Arrange the entries below as a Markdown table with the columns "Row" and "Text": number each line in order under "Row" and put the line itself under "Text", leaving out blank lines. Cover only the stretch from the line containing "Give me the location of white road" through the end of the entries.

EXTRACTED ENTRIES:
════
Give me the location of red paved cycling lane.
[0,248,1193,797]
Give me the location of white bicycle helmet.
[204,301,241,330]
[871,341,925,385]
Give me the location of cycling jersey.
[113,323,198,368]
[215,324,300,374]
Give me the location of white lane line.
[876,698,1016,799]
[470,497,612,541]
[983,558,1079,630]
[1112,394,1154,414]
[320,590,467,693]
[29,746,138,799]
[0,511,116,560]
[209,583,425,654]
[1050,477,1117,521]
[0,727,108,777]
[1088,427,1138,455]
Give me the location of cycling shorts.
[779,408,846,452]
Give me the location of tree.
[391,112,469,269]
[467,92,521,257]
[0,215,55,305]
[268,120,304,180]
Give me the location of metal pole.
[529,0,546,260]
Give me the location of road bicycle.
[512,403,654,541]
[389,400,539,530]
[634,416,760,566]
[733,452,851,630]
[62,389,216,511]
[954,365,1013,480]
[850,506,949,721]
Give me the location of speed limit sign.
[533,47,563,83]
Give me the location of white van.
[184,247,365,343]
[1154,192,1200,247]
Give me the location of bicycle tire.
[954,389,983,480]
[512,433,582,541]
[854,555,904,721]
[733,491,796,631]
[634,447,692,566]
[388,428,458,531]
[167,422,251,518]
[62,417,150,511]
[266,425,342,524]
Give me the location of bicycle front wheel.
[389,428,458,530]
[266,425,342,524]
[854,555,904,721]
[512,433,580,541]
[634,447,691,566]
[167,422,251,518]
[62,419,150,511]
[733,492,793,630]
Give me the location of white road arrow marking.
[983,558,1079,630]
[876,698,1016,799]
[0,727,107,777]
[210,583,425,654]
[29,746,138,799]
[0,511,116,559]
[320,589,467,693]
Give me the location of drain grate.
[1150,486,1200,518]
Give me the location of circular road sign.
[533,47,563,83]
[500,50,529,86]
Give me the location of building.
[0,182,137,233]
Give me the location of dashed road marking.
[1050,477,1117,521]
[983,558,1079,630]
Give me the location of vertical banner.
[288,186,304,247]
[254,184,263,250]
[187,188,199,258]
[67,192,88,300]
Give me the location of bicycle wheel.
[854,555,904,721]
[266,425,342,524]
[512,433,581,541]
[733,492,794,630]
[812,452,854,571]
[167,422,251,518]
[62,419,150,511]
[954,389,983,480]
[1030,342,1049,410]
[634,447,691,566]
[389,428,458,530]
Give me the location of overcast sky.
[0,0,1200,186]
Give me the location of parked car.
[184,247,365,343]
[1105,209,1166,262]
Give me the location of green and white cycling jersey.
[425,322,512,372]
════
OUTPUT FOR THIS EXERCISE:
| Row | Text |
|---|---|
| 1 | Give me the location of white road arrow marking. |
| 2 | [983,558,1079,630] |
| 3 | [876,698,1016,799] |
| 4 | [0,727,107,777] |
| 5 | [210,583,425,654] |
| 6 | [29,746,138,799] |
| 7 | [0,511,116,559] |
| 8 | [320,589,467,693] |
| 9 | Give me the location of drain grate. |
| 10 | [1150,486,1200,518] |
| 11 | Give me the location of circular road sign. |
| 12 | [533,47,563,83] |
| 13 | [500,50,529,86] |
| 14 | Give me the location of building. |
| 15 | [0,182,137,233] |
| 16 | Give me the location of dashed road marking. |
| 17 | [1050,477,1117,521] |
| 18 | [983,558,1079,630] |
| 19 | Give me the location of vertical banner. |
| 20 | [288,186,304,247] |
| 21 | [254,184,263,250] |
| 22 | [187,188,199,258] |
| 23 | [67,192,88,300] |
| 24 | Give me the location of bicycle wheel. |
| 25 | [854,555,904,721] |
| 26 | [266,425,342,524] |
| 27 | [512,433,581,541] |
| 28 | [733,492,794,630] |
| 29 | [812,452,854,571] |
| 30 | [167,422,251,518] |
| 31 | [62,419,150,511] |
| 32 | [954,389,983,480] |
| 33 | [1030,342,1049,410] |
| 34 | [634,447,691,566] |
| 35 | [389,428,458,530] |
| 36 | Give me the location of overcast sky. |
| 37 | [0,0,1200,186] |
| 38 | Give me the location of parked car. |
| 39 | [184,247,365,343] |
| 40 | [1105,209,1166,262] |
| 41 | Give me the location of green and white cycling jersey. |
| 42 | [425,322,512,372] |